DATA RECORDS:
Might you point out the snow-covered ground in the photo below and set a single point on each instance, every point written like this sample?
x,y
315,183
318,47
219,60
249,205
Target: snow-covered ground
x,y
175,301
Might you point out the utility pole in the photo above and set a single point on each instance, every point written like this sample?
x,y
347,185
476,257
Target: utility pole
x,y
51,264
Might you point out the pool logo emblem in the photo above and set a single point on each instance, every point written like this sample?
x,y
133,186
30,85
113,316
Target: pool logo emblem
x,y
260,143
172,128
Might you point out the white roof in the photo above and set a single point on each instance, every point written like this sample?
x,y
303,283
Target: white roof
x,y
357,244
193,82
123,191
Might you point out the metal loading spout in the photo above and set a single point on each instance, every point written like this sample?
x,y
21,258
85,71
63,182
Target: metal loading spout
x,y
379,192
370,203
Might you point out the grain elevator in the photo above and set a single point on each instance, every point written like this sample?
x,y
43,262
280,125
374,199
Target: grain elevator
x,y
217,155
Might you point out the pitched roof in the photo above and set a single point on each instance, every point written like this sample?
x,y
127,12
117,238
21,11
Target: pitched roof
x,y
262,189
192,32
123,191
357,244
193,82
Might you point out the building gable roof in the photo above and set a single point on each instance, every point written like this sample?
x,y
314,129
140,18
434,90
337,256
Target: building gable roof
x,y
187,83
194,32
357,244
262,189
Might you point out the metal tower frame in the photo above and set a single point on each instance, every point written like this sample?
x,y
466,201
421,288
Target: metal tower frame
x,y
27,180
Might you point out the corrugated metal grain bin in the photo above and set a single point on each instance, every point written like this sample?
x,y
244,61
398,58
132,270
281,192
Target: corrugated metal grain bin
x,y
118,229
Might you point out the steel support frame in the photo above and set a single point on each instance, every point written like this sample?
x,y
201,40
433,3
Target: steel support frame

PROBLEM STATEMENT: Every record must be transcribed exactly as written.

ANSWER SPACE:
Might you point out the snow-covered ground in the photo below and set a single point on each instance, every point written like this sample?
x,y
315,183
318,47
219,60
249,205
Target: snow-covered ground
x,y
175,301
Might you point out the utility pole in the photo above and set a single point on each instance, every point written like this sample?
x,y
347,185
476,257
Target: utility pole
x,y
51,264
Might you point out the pool logo emblem in the photo above and set a single point on each instance, every point written like this sample?
x,y
133,186
30,85
113,316
Target: pool logo emblem
x,y
260,143
172,128
Might you point out the white roof in the photo above and set a single point on each instance, every point written like this sample?
x,y
303,283
Target: white roof
x,y
357,244
193,82
123,191
Might you point out the metal loading spout in the photo above and set a single point on each instance, every point written like this sample?
x,y
21,258
85,71
63,182
Target: metal loading spout
x,y
379,192
370,203
Might you point out the grain elevator in the photo above and set a single point on each instance, every point written like this sample?
x,y
43,262
280,125
374,199
Target: grain elevator
x,y
217,155
Might you point out the pitched roof in the photo above and set a single point on each instance, every point written like this sample?
x,y
127,12
117,238
21,11
Target: pitched roof
x,y
262,189
192,32
123,191
357,244
193,82
Might you point out the building gable roof in the photo above and set a single point on each instance, every point written like this sample?
x,y
314,129
140,18
434,90
337,256
Target: building gable roof
x,y
187,83
194,32
357,244
262,189
Might you point out the metal tower frame in the photo above and set a single point on each instance, every point written like this sample?
x,y
466,201
421,288
Target: metal tower frame
x,y
27,180
Might you point out the corrugated metal grain bin in the photo above and set a single point on each instance, every point written like this sample?
x,y
244,61
398,58
132,270
281,192
Target: corrugated metal grain bin
x,y
118,229
Might you point out the steel support frame in the photo above and set a single point on each instance, every point written like this sample?
x,y
201,40
433,3
Target: steel support frame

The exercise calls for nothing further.